** WHAT IS BEING ASKED **
Every entry must come back exactly as it was written.

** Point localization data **
----------

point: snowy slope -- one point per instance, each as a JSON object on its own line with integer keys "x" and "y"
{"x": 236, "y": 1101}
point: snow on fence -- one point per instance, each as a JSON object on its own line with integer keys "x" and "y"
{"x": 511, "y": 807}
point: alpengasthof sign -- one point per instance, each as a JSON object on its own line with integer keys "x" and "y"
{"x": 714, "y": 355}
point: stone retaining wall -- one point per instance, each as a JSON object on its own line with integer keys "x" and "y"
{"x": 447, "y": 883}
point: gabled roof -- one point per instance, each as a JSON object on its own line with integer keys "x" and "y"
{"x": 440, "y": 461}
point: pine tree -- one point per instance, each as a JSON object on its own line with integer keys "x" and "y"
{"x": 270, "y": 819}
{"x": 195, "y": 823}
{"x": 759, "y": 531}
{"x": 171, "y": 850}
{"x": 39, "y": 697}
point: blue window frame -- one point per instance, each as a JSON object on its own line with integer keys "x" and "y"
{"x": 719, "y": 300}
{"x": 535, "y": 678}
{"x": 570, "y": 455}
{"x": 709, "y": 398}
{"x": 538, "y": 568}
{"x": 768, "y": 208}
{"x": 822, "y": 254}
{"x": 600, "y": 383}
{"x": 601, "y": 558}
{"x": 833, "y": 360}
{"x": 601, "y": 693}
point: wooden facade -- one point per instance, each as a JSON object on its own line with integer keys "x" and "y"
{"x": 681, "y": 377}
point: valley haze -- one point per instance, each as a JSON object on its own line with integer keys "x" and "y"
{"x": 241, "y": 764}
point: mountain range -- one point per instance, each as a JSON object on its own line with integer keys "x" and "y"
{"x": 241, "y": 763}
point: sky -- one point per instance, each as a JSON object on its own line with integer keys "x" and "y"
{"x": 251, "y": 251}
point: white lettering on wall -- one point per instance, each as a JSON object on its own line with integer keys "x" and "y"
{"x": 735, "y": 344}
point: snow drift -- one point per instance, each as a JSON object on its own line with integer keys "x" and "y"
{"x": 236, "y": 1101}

----------

** OUTPUT FOR THIS EXERCISE **
point: snowy slope -- one point per instance, each as a JSON object on its own line with integer keys "x" and "y"
{"x": 236, "y": 1101}
point: snow on fence -- one point per instance, each as a JSON object on its own line with integer keys "x" and "y"
{"x": 511, "y": 807}
point: alpengasthof sign -- one point per instance, each as a JSON object on its own line with integer keys "x" and "y"
{"x": 714, "y": 355}
point: stone retaining wall -- one point per instance, each as a JSON object on its own line with integer keys "x" and "y"
{"x": 447, "y": 883}
point: gabled roof -- one point per instance, each as a JSON object on its own line with integer keys "x" and "y"
{"x": 440, "y": 461}
point: pine tree -- one point per instance, each as a JSON object on its own line with integer keys "x" and "y"
{"x": 270, "y": 819}
{"x": 195, "y": 823}
{"x": 759, "y": 531}
{"x": 171, "y": 850}
{"x": 39, "y": 697}
point: blue window frame -- one point per instance, each as a JSON object on its own line with integer keys "x" and "y"
{"x": 719, "y": 300}
{"x": 535, "y": 678}
{"x": 570, "y": 455}
{"x": 709, "y": 398}
{"x": 538, "y": 568}
{"x": 768, "y": 208}
{"x": 822, "y": 254}
{"x": 600, "y": 383}
{"x": 601, "y": 558}
{"x": 833, "y": 360}
{"x": 601, "y": 693}
point: wooden facade -- one point per instance, each as a JSON object on its own line with integer keys "x" and "y"
{"x": 681, "y": 377}
point: valley haze -- one point per instance, each as a JSON object on its own line with integer keys "x" and "y"
{"x": 241, "y": 764}
point: mountain range -- one point per instance, each as a JSON object on its own line with integer keys "x" and "y"
{"x": 241, "y": 763}
point: sky -- one point per instance, each as a JSON object on its own line with integer keys "x" and "y"
{"x": 251, "y": 251}
point: white lettering on wall -- one point per instance, each as a JSON object on its own line with integer keys "x" and "y"
{"x": 735, "y": 344}
point: snow drift -- one point per instance, each as a JSON object on its own line with integer keys "x" and "y"
{"x": 236, "y": 1101}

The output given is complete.